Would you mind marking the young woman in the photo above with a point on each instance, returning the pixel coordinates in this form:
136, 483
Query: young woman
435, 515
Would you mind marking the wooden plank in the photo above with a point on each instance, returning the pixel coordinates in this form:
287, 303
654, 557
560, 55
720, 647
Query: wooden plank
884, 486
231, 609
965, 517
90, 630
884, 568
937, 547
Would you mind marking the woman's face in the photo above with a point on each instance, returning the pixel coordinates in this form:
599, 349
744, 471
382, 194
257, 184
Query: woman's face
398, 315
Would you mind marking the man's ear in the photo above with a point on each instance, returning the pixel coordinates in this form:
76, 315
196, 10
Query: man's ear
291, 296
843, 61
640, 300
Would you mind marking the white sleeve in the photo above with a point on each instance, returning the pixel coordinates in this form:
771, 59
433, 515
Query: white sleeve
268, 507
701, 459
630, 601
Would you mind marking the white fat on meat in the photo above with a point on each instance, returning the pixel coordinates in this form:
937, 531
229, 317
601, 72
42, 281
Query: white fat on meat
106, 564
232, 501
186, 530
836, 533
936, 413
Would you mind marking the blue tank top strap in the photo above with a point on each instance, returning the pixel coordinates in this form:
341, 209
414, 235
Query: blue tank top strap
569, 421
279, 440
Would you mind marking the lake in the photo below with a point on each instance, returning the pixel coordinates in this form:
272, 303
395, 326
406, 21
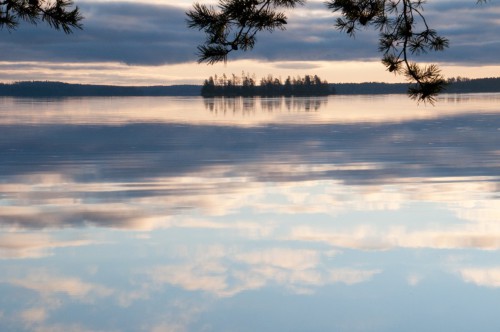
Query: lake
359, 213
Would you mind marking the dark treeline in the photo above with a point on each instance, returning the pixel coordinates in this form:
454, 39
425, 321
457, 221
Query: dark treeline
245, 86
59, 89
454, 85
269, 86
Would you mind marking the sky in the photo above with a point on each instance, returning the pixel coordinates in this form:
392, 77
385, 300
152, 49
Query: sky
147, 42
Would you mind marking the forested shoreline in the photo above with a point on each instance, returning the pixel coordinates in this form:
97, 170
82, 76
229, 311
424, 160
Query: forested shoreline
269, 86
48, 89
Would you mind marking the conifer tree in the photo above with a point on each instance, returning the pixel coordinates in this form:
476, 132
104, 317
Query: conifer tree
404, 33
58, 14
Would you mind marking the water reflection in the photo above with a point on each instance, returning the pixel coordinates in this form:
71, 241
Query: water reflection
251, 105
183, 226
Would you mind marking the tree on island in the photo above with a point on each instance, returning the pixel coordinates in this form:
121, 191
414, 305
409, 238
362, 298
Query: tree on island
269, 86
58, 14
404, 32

════

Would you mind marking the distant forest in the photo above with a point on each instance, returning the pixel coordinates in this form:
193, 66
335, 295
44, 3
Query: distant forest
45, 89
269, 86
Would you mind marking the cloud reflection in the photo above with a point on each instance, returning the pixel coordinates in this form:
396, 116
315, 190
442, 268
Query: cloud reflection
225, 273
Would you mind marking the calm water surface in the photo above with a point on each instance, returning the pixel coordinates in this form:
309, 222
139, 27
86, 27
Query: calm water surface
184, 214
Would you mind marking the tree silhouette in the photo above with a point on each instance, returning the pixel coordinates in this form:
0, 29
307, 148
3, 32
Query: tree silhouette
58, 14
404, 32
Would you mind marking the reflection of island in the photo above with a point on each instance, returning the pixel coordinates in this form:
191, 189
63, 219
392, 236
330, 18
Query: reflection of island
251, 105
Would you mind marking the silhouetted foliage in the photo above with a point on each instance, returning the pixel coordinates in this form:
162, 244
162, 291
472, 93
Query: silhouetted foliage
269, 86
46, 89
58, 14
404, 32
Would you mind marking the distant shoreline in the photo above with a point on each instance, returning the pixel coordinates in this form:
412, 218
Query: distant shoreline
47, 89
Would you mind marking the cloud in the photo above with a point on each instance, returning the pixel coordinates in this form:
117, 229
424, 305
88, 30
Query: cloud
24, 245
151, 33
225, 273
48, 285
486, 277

════

Please collect every line of the records above that contains the word "lake", and copy each such line in full. Treat case as significant.

Would you mind marking the lake in the photo below with a point on each instance, returning the pixel coordinates in this form:
Query: lake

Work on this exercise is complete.